----- Records shown

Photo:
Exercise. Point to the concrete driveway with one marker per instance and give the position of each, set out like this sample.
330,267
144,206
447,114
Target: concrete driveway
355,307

----------

→ **The task**: Convert every line of the entries above into a numbered list, leaving out any blank lines.

→ **Response to the exercise**:
1. Photo:
2. Exercise. Point to the concrete driveway with one marker per instance and give the position of each, set out like this sample.
3. 330,267
4. 144,206
5. 447,114
6. Target: concrete driveway
7. 355,307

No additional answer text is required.